Some time after the release of A Fever You Can’t Sweat Out, Panic at the Disco dropped the exclamation mark and found their parents’ Beatles records in the basement. Pretty. Odd. is completely unlike Panic’s debut. Where A Fever is heavy on danceable punk-y tunes and Chuck Palahniuk- inspired lyrics, Pretty. Odd. is full of sunny and nostalgic pop/rock. Evoking everyone and everything from Sgt. Pepper’s-era Beatles to The Hollies circa 1974, Panic has created a pastiche sound that would be right at home on a car stereo in July. Pretty. Odd. is an immaculately produced album, like its predecessor, the amount of sonic detail is quite remarkable, especially for a band so young.
Lyrically, the band almost all but abandons the wry sarcasm of their debut, and instead goes for folky, psychedelic imagery; songs about a tea-drinking moon falling in love with sun, watermelon smiles, and clouds singing and marching run the risk of being tossed aside as corny or sickly-sweet. Fortunately, singer Brendon Urie conveys these images convincingly, with the right amount of earnest naïveté.

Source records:
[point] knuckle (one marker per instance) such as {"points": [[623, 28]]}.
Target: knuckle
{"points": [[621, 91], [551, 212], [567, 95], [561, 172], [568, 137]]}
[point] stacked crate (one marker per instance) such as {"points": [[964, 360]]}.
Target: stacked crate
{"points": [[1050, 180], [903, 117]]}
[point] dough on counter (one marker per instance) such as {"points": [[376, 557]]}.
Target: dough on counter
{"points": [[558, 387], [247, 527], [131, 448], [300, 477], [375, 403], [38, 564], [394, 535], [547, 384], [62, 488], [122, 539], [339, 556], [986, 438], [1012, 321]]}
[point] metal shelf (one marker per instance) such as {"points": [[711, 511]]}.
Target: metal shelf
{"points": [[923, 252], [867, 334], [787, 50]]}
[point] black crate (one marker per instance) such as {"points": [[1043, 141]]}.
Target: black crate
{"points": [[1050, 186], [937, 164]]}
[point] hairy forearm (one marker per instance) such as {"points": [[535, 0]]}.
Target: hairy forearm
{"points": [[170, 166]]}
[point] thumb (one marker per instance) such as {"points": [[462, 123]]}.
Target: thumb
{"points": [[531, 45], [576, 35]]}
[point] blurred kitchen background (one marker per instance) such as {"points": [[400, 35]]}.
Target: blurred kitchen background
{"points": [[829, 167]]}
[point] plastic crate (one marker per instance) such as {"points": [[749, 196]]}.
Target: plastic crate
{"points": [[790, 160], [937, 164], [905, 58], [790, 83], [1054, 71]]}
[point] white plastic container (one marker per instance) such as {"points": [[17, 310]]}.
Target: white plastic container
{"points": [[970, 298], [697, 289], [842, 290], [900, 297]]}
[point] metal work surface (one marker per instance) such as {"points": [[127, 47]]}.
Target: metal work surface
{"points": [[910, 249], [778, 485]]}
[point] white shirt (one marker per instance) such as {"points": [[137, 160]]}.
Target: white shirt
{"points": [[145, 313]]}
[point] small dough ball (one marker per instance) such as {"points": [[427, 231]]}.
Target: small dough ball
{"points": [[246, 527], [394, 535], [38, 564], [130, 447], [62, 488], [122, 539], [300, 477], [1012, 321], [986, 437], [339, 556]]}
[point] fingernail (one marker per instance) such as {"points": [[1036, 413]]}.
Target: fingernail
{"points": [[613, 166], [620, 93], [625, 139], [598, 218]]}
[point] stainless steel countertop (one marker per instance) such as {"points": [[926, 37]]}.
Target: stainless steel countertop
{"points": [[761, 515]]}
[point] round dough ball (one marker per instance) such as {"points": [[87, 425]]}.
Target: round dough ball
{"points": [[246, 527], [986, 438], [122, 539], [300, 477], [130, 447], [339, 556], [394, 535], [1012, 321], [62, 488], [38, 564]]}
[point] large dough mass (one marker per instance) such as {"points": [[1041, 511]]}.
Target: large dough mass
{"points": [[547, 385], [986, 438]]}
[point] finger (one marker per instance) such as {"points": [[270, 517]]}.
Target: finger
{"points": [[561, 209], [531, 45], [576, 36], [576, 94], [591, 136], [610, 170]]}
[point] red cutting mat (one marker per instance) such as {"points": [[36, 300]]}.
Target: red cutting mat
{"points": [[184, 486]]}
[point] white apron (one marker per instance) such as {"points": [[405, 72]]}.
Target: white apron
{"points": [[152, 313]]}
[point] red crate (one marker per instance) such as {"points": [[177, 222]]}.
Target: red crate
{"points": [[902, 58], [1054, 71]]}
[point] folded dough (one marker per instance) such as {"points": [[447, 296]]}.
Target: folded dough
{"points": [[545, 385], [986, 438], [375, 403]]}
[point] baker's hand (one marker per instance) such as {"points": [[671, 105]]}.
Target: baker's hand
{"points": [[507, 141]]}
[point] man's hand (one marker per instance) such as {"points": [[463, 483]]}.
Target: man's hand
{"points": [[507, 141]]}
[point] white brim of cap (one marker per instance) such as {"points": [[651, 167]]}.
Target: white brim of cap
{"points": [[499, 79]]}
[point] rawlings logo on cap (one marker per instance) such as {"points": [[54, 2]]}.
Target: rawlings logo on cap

Instructions:
**1.** Answer these questions from the album review:
(a) What punctuation mark did the band drop after the release of A Fever You Can't Sweat Out?
(b) Which two acts, each tied to a period, does the review say the new album evokes?
(c) Which singer does the review say conveys the album's images convincingly?
**2.** Carry on the album review past its final sentence.

Answers given:
**1.**
(a) The exclamation mark.
(b) The Beatles of the Sgt. Pepper's era and The Hollies circa 1974.
(c) Brendon Urie.

**2.**
This is an immensely entertaining album, with only a few faults: “We’re So Starving,” while musically adept, falls a little flat lyrically, and the latter half of the album is bogged down with too many slower songs. However, the rest of the album is just as good as anything on the terrific debut: “Nine in the Afternoon,” Do You Know What I’m Seeing?” and “Northern Downpour” all have infectious, sing-along choruses, while “She’s a Handsome Woman” and “That Green Gentleman” have the potential to be all over the radio this summer. With Pretty. Odd. the band has taken that difficult step forward and broken away from a sound that could have been much harder to do after another couple of albums.